**TASK OBJECTIVE:**
The line containing "box: [273, 0, 306, 182]" and every line after it, through the last line of the records, are to be transcribed exactly, and nothing else.

((

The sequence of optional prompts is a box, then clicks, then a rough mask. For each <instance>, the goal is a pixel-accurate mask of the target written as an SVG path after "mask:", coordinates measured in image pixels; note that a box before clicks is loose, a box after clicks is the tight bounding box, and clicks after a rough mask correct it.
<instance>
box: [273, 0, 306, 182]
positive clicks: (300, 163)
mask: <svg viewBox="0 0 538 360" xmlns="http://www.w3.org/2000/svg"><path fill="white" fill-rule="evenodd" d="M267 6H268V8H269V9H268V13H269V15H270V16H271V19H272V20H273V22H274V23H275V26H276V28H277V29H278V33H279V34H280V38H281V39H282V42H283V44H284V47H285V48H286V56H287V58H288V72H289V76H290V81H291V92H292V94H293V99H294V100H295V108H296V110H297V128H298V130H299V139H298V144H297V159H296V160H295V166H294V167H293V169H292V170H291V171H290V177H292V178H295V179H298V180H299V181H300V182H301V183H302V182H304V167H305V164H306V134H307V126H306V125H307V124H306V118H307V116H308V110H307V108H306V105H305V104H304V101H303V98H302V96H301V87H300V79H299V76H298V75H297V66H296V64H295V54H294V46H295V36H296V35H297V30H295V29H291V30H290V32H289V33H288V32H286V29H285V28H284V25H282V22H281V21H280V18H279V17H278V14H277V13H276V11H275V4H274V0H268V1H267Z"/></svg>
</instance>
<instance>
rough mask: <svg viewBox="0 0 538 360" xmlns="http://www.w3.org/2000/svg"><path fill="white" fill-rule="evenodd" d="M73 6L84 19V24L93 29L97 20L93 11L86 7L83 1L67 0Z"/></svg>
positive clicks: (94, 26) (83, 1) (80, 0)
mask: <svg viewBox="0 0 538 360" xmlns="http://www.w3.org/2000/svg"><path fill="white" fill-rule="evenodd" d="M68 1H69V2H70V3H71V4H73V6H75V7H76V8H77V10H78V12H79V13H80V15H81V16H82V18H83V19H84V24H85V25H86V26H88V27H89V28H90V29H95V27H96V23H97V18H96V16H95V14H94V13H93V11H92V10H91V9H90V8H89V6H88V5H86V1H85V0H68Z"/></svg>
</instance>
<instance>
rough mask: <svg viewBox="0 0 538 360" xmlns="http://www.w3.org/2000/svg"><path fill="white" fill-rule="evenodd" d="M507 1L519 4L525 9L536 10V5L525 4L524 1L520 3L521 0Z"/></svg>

))

**EXERCISE SOLUTION:**
box: [273, 0, 306, 182]
positive clicks: (300, 163)
mask: <svg viewBox="0 0 538 360" xmlns="http://www.w3.org/2000/svg"><path fill="white" fill-rule="evenodd" d="M267 6H268V8H269V9H268V13H269V15H270V16H271V19H272V20H273V22H274V23H275V26H276V28H277V29H278V33H279V34H280V38H281V39H282V42H283V44H284V47H285V48H286V56H287V58H288V72H289V76H290V81H291V92H292V94H293V99H294V100H295V108H296V110H297V128H298V130H299V139H298V144H297V159H296V160H295V166H294V167H293V169H292V170H291V171H290V177H292V178H295V179H298V180H299V181H300V182H301V183H302V182H304V167H305V164H306V134H307V126H306V125H307V124H306V118H307V116H308V110H307V108H306V105H305V104H304V101H303V98H302V96H301V87H300V79H299V76H298V75H297V66H296V64H295V54H294V46H295V36H296V35H297V30H295V29H291V30H290V32H289V33H288V32H286V29H285V28H284V25H282V22H281V21H280V18H279V17H278V14H277V13H276V11H275V4H274V0H268V1H267Z"/></svg>
</instance>
<instance>
rough mask: <svg viewBox="0 0 538 360" xmlns="http://www.w3.org/2000/svg"><path fill="white" fill-rule="evenodd" d="M73 6L84 19V24L93 29L97 20L93 11L86 7L83 1L67 0Z"/></svg>
positive clicks: (94, 26) (83, 1) (80, 0)
mask: <svg viewBox="0 0 538 360" xmlns="http://www.w3.org/2000/svg"><path fill="white" fill-rule="evenodd" d="M68 1H69V2H70V3H71V4H73V6H75V7H76V8H77V10H78V12H79V13H80V15H81V16H82V18H83V19H84V24H85V25H86V26H88V27H89V28H90V29H95V27H96V23H97V18H96V16H95V14H94V13H93V11H92V10H91V9H90V8H89V6H88V5H86V1H85V0H68Z"/></svg>
</instance>
<instance>
rough mask: <svg viewBox="0 0 538 360" xmlns="http://www.w3.org/2000/svg"><path fill="white" fill-rule="evenodd" d="M507 1L519 4L525 9L536 10V5L525 4L524 1L520 3L521 0Z"/></svg>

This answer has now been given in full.